Task statement: Continue the account below of falling for a jury-duty phone scam, picking up right after its last sentence.
START Text segment
Very recently I was the unfortunate pawn in a clever telephone scam. While I luckily did not wind up losing any money, I did lose over an hour of my time, and I lost some pride as well. The short version is that I was informed by a very official-sounding caller that I had missed jury duty and that I must pay a fine or be arrested; how I was instructed to pay the fine was convoluted at best.
Luckily I was able to reach my partner over DM and he was able to call the sheriff's office and find out pretty quickly that this was not a reputable caller. In fact, this was such a common scam that the sheriff knew immediately what this was and said that I should hang up.
But here's the truly strange thing; even as I stayed on the line with the caller for an hour, I was suspicious that this was a scam. I had heard of scams like this, and yet this caller had an answer to everything and assured me over and over that this was not a scam.
My partner had DM'd me that yes, this is a scam, the sheriff confirmed it and yet I kept debating whether I should hang up. It felt as though I just couldn't be sure what was really true. The caller was saying that if I hung up US Marshals would come and handcuff me. I was experiencing genuine conflict over what to do in that moment. I felt physically uncomfortable and tearful and unable to make a decision.
END Text segment
START Dataset content
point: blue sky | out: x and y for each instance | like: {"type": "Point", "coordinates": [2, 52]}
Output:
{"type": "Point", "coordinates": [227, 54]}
END Dataset content
Answer for this exercise:
I did finally hang up, but it took a lot of convincing from my partner and really the exhaustion of the situation had become unbearable. I wasn't soothed from my stressed feelings, I was just resigned. I began to feel as though even if US Marshals did show up, I could at least talk to someone in person and stop feeling this confusing gas-lighted feeling.
Thinking back on it now, of course I can see how illogical it was. But that is with the benefit of time for calm and rational reflection. During the phone call, I felt as though there was an imminent threat, which had me reacting in a "fight, flight, freeze" manner, and I was definitely in "freeze." The indecision, the confusion of holding two disparate ideas in my mind at the same time - this is a scam, but what if this isn't a scam? - had me paralyzed.
While there's a part of me that wonders how this could possibly have happened to me, another part of me understands all too well how this happened. Everything that he said and the way it was presented was calculated to increase my stress level and lower my ability for critical thinking.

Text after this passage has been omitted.